── Records
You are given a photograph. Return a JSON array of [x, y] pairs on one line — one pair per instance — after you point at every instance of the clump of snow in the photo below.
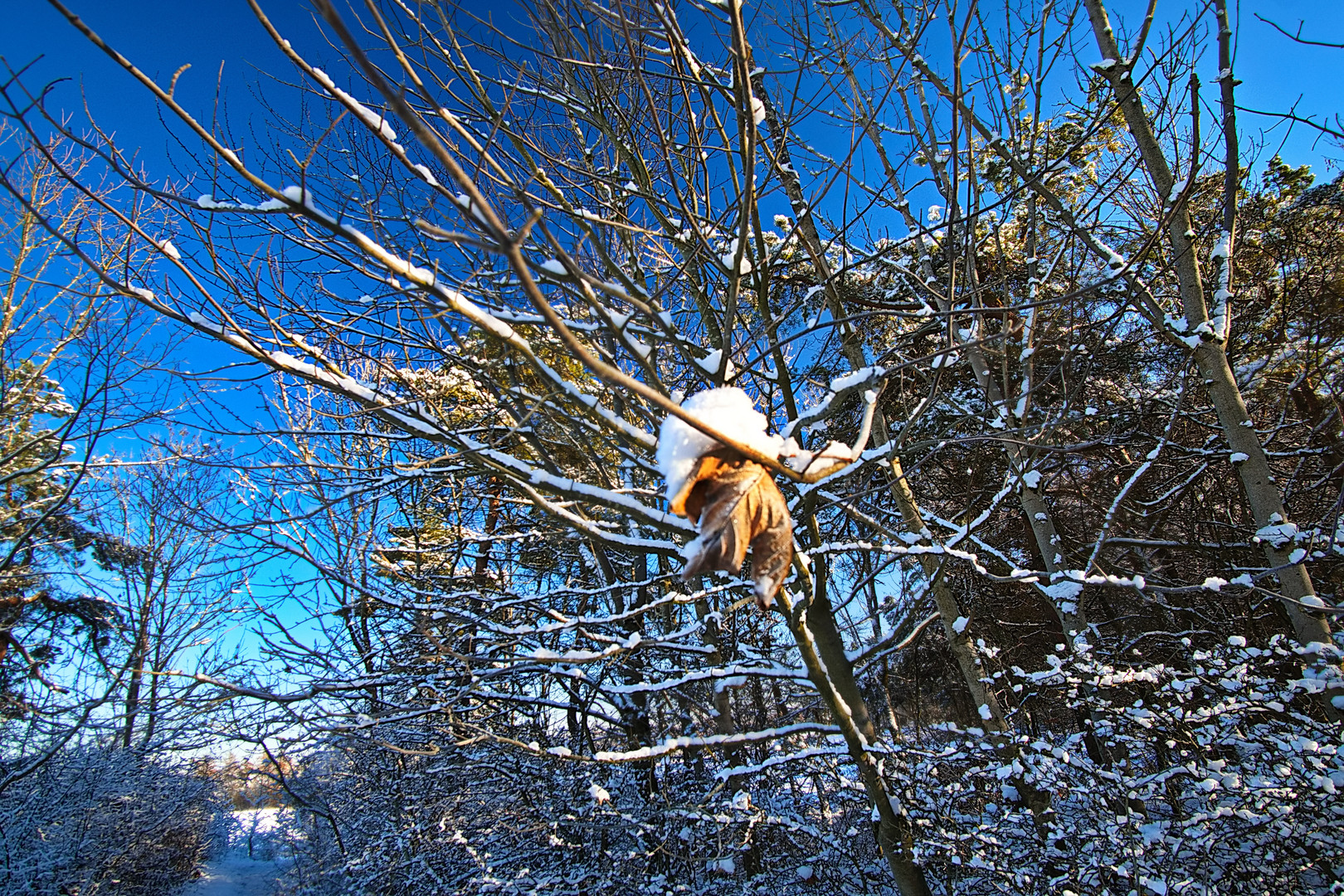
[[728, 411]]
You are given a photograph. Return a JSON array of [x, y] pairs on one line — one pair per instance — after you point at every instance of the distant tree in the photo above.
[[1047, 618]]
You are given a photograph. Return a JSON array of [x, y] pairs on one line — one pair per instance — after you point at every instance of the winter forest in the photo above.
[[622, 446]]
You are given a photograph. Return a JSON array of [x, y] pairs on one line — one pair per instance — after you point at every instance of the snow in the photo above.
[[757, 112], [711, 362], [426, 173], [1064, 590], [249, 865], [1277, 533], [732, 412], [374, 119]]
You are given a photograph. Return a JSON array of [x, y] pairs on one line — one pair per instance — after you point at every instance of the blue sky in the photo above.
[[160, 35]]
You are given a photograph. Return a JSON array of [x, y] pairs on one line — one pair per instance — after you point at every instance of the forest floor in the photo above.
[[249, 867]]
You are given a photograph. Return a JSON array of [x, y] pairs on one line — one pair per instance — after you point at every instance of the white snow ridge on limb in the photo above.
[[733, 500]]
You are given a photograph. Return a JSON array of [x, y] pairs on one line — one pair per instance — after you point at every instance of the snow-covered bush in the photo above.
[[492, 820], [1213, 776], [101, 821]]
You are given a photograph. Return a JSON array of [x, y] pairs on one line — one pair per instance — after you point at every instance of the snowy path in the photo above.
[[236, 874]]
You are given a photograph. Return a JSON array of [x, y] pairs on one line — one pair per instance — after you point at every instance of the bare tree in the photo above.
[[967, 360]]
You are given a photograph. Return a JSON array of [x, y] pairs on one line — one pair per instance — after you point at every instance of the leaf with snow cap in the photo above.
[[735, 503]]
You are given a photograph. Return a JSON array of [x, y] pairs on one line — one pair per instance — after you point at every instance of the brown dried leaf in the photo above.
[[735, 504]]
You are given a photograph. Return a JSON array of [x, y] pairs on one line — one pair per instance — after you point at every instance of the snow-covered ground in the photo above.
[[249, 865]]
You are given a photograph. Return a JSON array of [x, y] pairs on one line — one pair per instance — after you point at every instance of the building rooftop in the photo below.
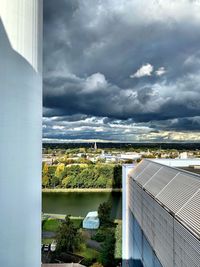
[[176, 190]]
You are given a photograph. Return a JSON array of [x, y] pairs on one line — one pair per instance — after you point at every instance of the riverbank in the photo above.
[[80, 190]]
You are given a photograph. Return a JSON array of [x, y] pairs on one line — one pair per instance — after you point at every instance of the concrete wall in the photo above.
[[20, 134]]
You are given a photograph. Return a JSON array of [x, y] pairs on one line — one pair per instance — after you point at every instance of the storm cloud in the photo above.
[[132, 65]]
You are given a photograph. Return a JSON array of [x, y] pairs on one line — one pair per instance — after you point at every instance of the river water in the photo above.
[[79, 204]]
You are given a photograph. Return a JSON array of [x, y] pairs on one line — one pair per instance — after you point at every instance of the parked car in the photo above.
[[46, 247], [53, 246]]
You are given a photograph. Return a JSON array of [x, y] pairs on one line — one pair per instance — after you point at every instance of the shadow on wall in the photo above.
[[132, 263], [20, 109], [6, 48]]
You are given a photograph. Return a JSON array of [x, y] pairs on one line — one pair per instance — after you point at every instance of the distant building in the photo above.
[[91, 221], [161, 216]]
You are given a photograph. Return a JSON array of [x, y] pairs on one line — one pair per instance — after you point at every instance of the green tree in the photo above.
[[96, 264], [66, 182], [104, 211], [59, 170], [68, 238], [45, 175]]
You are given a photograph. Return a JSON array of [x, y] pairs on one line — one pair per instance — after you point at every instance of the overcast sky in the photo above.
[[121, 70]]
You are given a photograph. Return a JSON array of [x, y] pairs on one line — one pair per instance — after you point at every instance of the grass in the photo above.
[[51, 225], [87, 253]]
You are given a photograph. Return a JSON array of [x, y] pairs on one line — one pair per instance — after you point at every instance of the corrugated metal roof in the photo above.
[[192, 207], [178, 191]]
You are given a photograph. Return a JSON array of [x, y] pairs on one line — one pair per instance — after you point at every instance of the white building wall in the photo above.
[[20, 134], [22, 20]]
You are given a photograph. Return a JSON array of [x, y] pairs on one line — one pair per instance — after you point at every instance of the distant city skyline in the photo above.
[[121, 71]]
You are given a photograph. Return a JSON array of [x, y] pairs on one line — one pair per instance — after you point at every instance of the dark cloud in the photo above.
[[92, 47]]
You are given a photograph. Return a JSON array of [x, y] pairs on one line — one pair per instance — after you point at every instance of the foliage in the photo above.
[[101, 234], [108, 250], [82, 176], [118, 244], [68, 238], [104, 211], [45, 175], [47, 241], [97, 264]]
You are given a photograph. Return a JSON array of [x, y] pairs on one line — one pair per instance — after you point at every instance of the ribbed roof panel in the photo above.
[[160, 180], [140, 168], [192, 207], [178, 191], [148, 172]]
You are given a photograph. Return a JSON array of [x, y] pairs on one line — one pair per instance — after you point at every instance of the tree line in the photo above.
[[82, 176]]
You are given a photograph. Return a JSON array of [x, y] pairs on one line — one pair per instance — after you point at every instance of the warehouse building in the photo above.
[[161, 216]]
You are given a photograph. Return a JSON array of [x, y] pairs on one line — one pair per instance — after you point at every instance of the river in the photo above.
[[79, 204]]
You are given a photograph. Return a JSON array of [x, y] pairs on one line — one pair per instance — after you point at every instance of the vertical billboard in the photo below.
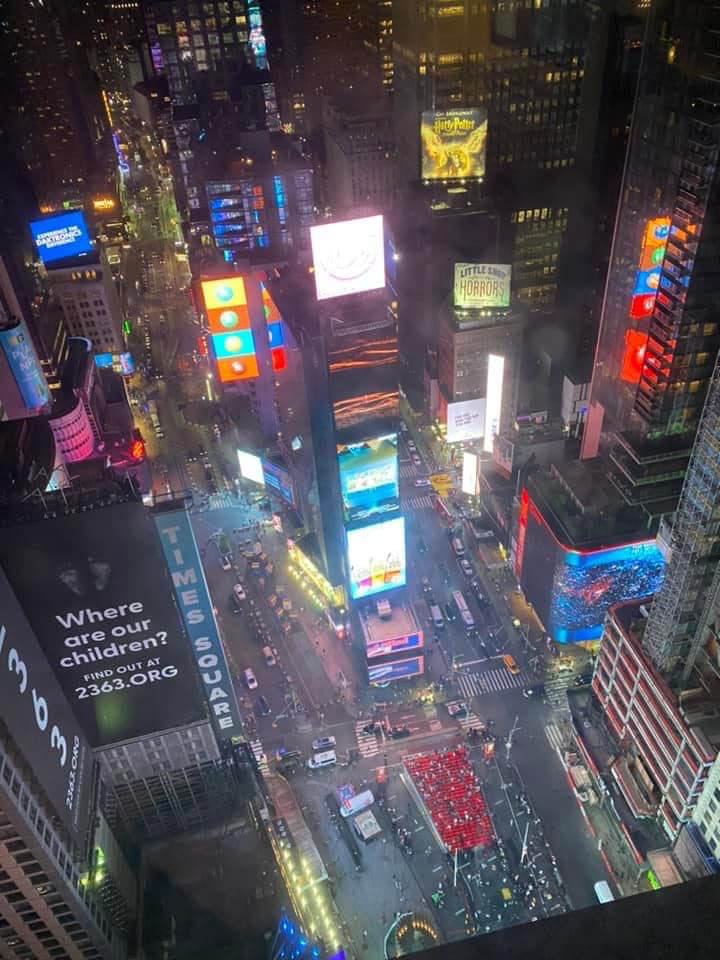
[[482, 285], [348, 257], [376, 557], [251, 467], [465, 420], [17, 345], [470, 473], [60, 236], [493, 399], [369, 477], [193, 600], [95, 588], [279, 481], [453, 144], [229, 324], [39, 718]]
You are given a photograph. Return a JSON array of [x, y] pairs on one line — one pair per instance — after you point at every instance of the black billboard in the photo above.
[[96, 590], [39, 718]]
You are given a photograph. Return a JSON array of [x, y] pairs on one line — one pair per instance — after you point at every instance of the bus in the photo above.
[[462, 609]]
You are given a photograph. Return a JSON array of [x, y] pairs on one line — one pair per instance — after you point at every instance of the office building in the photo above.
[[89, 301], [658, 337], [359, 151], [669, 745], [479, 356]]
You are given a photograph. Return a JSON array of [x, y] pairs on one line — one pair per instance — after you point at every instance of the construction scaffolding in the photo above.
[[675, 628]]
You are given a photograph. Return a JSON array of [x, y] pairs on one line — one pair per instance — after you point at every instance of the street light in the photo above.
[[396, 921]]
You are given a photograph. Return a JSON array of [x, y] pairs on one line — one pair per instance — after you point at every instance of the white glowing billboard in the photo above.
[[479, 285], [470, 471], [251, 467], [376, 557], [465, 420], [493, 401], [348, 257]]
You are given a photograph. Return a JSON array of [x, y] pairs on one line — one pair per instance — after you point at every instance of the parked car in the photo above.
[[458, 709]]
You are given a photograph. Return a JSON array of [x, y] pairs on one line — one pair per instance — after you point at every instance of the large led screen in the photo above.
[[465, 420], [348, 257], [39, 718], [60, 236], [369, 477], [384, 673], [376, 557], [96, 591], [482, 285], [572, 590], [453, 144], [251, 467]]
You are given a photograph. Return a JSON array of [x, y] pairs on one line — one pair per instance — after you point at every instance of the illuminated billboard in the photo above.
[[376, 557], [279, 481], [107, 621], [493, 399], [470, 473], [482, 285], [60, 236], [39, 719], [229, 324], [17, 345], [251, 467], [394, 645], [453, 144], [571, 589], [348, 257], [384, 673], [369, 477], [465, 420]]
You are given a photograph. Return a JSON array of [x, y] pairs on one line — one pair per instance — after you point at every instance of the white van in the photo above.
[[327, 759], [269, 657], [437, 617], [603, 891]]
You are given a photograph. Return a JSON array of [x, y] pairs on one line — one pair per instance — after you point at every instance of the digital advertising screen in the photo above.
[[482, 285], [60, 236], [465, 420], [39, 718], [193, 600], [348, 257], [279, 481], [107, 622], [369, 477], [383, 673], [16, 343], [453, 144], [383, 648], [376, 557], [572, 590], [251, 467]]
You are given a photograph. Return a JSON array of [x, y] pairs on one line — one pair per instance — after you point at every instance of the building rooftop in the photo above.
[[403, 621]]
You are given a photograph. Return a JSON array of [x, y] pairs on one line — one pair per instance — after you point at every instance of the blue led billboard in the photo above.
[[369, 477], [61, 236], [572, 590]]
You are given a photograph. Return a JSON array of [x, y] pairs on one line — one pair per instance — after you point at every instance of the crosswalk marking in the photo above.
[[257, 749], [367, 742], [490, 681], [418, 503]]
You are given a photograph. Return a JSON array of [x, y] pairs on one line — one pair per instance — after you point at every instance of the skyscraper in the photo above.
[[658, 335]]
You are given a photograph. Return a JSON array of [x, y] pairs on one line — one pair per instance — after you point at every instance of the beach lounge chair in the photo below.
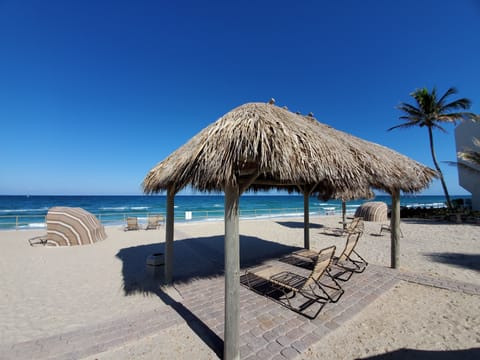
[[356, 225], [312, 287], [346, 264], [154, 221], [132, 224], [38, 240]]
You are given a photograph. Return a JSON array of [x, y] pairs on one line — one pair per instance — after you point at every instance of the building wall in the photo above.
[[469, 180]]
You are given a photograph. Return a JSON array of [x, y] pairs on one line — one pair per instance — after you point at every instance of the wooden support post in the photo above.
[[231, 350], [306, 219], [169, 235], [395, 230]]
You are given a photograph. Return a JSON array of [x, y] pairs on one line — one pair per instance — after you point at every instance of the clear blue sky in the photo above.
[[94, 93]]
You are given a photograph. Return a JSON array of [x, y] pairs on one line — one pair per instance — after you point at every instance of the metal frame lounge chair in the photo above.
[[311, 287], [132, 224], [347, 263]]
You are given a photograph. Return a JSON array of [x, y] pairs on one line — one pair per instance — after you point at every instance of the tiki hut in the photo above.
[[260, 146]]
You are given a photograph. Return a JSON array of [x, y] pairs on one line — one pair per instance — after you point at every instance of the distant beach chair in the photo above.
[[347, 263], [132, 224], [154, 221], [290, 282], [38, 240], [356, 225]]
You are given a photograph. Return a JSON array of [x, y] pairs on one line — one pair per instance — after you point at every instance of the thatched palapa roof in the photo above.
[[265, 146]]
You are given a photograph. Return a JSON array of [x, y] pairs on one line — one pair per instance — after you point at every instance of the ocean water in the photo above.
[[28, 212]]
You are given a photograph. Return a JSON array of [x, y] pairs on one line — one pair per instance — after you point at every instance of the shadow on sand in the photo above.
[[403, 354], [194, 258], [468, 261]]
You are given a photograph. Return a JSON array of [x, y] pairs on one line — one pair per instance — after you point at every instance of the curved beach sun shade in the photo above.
────
_Task to carry out_: Please return, unchanged, the lines of the records that run from the line containing "distant building in the photo above." through the line containing "241], [97, 264]]", including both of those lines.

_Written response_:
You are given a photograph. Return a JSON array of [x, y] pairs on one line — one pair per instance — after you point at every instance of the distant building in the photo above.
[[91, 221], [161, 216]]
You are given a photograph. Return a JSON array of [x, y] pairs on one line — one pair per instance — after you point at every instance of the green tree in the photo above.
[[96, 264], [66, 182], [104, 211], [59, 170], [68, 238], [45, 175]]
You are given a photograph. Return a JSON array of [x, y] pairs on one line — one pair per instance — after you point at every instance of the overcast sky in the photo above.
[[121, 70]]
You are given a photograph. Return a JSON array of [x, y] pairs on one line — one pair per instance — after you point at every instance of the grass in the photo above.
[[51, 225], [87, 253]]
You are given a photograph. Return a JSON array of [x, y] pairs on one line — one pair per instance — after you point at every instance of the corrugated metal roof in the photo above.
[[192, 207], [178, 191]]
You are given a photograph. Return a JSON array of [x, y] pairs on one line — one pair per instance — after you point at every instance of the white building wall in the photo above.
[[20, 134], [22, 20]]
You are given a photograph. Return a JSON array of [x, y] pairs on one line — one pair per instance — after you point at every instance of the distant city skyline in the photo above.
[[121, 71]]
You are given a photograph. Return a JSON array of [x, y] pairs on one line — one pair per instance — after you point at every instance of the dark cloud in the photo above.
[[92, 47]]
You are given a photograph. Return a JSON array of [x, y] pairs on one line — one pair per instance — after you point at every instance of the foliage in the photo above.
[[101, 234], [108, 250], [82, 176], [118, 244], [68, 238], [104, 211], [45, 175], [47, 241], [97, 264]]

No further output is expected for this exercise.